Ski Ascent Series returns to Steamboat Resort, Howelsen Hill |

Ski Ascent Series returns to Steamboat Resort, Howelsen Hill

The Town Challenge: Ski Ascent Series is returning for its second year beginning Dec. 16. (Courtesy/Emily Hines)

STEAMBOAT SPRINGS — The Ski Ascent Series is back.

Plans have been in the works for weeks, and the Steamboat Springs Parks and Recreation Department was officially given the go-ahead for five race dates at Howelsen Hill Ski Area and Steamboat Resort.

“Everyone is looking for some measure of normalcy right now, and this sport in particular is well suited for where we’re at right now as a community,” said Race Director Charlie MacArthur. “I think everybody is extremely excited to get out there. It’s been a dry year so far, but that hasn’t prevented us from setting a course.”

Record set:
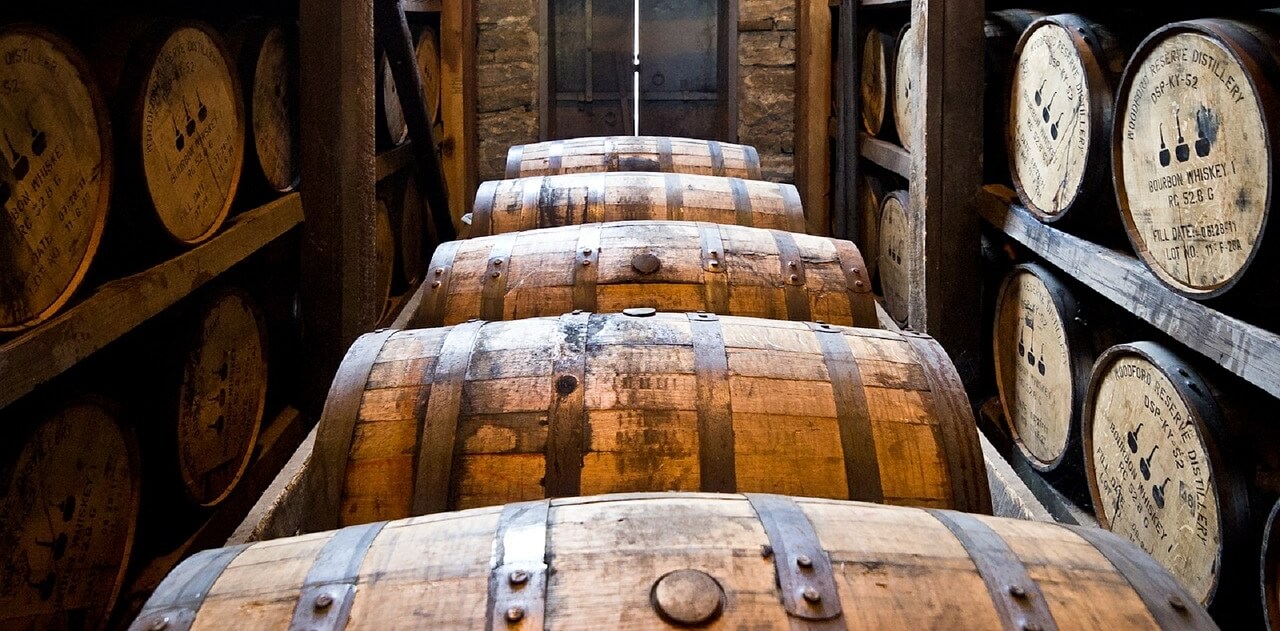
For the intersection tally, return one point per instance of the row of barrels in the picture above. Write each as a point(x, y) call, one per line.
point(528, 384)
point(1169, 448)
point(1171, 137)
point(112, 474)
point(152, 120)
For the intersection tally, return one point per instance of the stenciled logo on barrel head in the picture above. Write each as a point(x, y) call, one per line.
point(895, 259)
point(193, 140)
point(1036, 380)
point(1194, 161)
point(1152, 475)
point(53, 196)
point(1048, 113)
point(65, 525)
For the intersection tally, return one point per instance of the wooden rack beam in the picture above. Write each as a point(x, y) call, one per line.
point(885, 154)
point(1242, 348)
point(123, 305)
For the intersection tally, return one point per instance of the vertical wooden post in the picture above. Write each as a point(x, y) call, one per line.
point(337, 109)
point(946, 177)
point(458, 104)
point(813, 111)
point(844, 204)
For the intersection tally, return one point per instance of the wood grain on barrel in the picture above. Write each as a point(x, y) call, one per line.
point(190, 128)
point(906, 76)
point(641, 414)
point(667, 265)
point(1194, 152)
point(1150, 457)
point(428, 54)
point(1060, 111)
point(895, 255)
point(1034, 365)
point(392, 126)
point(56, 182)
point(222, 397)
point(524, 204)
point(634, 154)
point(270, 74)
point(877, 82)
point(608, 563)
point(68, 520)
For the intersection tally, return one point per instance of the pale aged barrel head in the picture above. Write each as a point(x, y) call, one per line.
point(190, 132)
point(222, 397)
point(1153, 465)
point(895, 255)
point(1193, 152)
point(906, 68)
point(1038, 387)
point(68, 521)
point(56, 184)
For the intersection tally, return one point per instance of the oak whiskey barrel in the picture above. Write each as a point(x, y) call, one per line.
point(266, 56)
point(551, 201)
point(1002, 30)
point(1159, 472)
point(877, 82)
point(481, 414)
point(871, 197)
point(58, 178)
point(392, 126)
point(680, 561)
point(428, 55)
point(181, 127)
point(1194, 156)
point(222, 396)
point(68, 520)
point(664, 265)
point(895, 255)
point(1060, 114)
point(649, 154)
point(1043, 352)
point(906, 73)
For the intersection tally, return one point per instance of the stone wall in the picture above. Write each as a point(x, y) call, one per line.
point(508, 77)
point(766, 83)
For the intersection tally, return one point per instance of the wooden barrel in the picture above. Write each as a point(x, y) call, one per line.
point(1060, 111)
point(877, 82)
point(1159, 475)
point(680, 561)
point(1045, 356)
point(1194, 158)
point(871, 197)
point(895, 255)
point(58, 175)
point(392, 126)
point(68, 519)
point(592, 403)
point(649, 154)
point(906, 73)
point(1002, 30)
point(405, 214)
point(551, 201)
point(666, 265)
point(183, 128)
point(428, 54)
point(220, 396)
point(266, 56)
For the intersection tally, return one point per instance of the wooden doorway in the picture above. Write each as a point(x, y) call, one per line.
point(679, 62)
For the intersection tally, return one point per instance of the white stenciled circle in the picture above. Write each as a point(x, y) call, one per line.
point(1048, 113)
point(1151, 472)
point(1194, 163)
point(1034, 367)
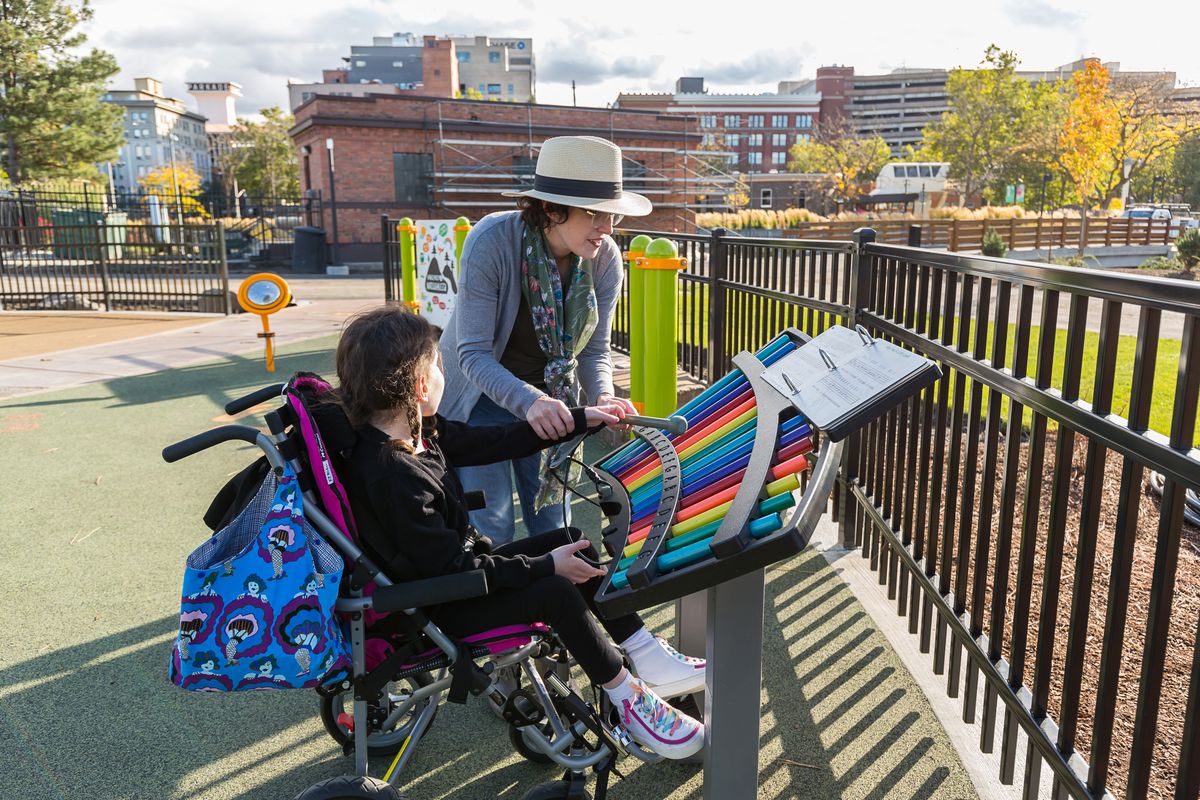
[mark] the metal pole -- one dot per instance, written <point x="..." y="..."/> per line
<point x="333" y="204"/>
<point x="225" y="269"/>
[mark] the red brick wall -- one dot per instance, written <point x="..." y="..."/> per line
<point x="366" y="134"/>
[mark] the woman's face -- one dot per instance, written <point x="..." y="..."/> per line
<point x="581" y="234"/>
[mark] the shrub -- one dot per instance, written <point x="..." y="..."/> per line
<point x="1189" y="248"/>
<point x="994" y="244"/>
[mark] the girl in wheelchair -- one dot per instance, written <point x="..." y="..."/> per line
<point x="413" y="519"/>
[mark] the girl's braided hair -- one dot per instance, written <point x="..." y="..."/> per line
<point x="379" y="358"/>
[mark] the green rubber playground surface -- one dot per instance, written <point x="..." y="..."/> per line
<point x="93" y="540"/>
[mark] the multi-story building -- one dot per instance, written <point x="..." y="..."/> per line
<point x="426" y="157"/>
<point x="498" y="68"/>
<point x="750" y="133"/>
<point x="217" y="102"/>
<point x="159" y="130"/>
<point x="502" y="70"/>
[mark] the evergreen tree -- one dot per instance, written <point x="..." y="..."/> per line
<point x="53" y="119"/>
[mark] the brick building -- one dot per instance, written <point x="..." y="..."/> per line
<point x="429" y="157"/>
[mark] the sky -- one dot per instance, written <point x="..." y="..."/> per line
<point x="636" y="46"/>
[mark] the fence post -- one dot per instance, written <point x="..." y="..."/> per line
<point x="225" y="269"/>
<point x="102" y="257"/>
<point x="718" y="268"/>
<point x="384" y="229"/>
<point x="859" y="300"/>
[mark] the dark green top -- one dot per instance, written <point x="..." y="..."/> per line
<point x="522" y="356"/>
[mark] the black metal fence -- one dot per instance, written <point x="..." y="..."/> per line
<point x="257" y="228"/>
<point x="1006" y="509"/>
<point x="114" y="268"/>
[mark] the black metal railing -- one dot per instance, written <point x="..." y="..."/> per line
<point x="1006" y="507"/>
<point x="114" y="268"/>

About this task:
In the ski ascent article, can you rewrite the paragraph beginning "Plans have been in the works" as a short list that keeps its main facts? Nothing asked here depends on the records.

Answer box:
- Plans had been in the works for weeks.
- The Steamboat Springs Parks and Recreation Department officially received the go-ahead.
- The approval covers five race dates at Howelsen Hill Ski Area and Steamboat Resort.